(Natural language region descriptions)
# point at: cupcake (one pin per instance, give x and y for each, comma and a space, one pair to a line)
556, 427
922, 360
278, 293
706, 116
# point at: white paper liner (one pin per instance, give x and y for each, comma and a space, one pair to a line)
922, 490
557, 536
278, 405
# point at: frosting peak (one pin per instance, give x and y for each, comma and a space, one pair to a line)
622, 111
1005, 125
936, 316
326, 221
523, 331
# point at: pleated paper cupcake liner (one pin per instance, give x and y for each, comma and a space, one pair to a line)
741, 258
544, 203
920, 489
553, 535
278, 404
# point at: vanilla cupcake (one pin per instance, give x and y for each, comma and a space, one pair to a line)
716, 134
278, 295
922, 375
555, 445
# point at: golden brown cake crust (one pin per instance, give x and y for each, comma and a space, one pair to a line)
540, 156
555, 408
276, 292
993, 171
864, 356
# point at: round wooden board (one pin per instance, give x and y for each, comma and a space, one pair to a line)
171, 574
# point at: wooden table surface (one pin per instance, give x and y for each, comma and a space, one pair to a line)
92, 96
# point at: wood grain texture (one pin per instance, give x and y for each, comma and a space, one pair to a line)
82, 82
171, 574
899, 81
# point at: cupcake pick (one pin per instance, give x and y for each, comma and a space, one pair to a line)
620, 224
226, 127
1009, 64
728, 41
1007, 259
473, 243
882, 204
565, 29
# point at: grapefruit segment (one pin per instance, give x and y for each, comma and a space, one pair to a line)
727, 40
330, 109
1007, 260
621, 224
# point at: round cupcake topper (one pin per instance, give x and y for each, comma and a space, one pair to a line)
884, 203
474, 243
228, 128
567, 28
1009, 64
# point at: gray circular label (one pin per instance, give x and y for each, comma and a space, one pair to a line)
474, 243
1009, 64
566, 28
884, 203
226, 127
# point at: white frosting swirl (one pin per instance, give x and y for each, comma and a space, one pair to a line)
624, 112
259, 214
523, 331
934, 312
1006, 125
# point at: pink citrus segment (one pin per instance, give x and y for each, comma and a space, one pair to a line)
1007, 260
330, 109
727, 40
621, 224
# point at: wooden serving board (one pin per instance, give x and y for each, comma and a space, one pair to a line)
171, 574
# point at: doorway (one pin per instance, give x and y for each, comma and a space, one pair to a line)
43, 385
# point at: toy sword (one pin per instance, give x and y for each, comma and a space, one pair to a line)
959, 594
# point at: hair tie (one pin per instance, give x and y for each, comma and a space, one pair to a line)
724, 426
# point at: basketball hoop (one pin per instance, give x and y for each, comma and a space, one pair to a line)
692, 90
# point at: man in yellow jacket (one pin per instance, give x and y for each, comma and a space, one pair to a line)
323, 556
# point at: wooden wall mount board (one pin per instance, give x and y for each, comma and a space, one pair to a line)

* Exercise *
Output all the lines above. Keep each one exact.

* Solution to this problem *
# point at: cupcake (one pin per instance, give x and y for each, comma and a space, one pair to a line)
556, 427
922, 360
278, 293
706, 116
# point at: white paper liner (one pin per instance, give x and y for each, comma and a space, one pair to a line)
922, 490
557, 536
278, 405
# point at: frosting peak (one pin per instance, give x and y for each, comma and a space, one pair to a line)
622, 111
1005, 125
936, 316
326, 221
523, 331
# point at: pleated paper cupcake liner (one pin per instance, give x and y for each, comma and a space, one pair to a line)
741, 258
544, 203
920, 489
553, 535
278, 404
# point at: vanilla cupcake (one pin per instance, give x and y for each, comma and a space, one pair to a line)
716, 134
278, 295
922, 375
555, 445
# point at: golden brown cake crust (one pin per instance, give x and y for each, comma and a space, one pair to a line)
540, 156
555, 408
276, 292
993, 171
864, 356
# point at: round wooden board (one pin per instance, give x and y for each, comma and a space, one pair to a line)
171, 574
# point at: wooden table surface (one pin per instance, give x and y for each, comma and a space, one pair to a line)
92, 96
# point at: wood grain texture (one pin per instance, give x and y for each, comma and a space, one pair to a line)
82, 82
171, 574
899, 81
# point at: cupcake pick (one pin per instance, give x and y for each, comma and a space, one pair to a line)
620, 224
226, 127
1009, 64
728, 41
1007, 259
473, 243
882, 204
565, 29
# point at: grapefruit segment (one pin per instance, give x and y for each, comma and a space, one pair to a line)
727, 40
330, 109
1007, 260
621, 224
# point at: round cupcake topper (one pin per instance, give x and y for each, comma and a space, one pair to a line)
884, 203
474, 243
228, 128
567, 28
1009, 64
# point at: gray circular label (one pin per instance, give x and y for each, comma and a space, one pair to a line)
474, 243
1009, 64
566, 28
884, 203
226, 127
# point at: white frosting swirl (one pin per instance, give x and y for each, comma and a space, one pair to a line)
624, 112
259, 214
523, 331
934, 312
1006, 125
# point at: pink citrus segment (one pin per instance, give x and y for each, comma and a space, one pair to a line)
1007, 260
330, 109
727, 40
621, 224
# point at: wooden serving board (one pin per instance, give x and y for each, comma and a space, one pair to a line)
171, 574
# point at: doorway (one pin per instance, give x and y for each, comma and a space, one pair to a line)
43, 385
# point at: toy sword (one pin per instance, give x and y for each, comma and a space, one pair to a line)
959, 594
# point at: hair tie (one pin per instance, give x and y for each, comma and a space, one pair to a line)
724, 426
# point at: basketball hoop (one pin per instance, give x and y for each, comma and a space, one pair to a line)
692, 90
# point at: man in yellow jacket (one pin per instance, give x and y for each, comma and a space, one pair to a line)
323, 556
# point at: wooden wall mount board (one pin per instance, give x and y for each, comma and a space, one pair to a line)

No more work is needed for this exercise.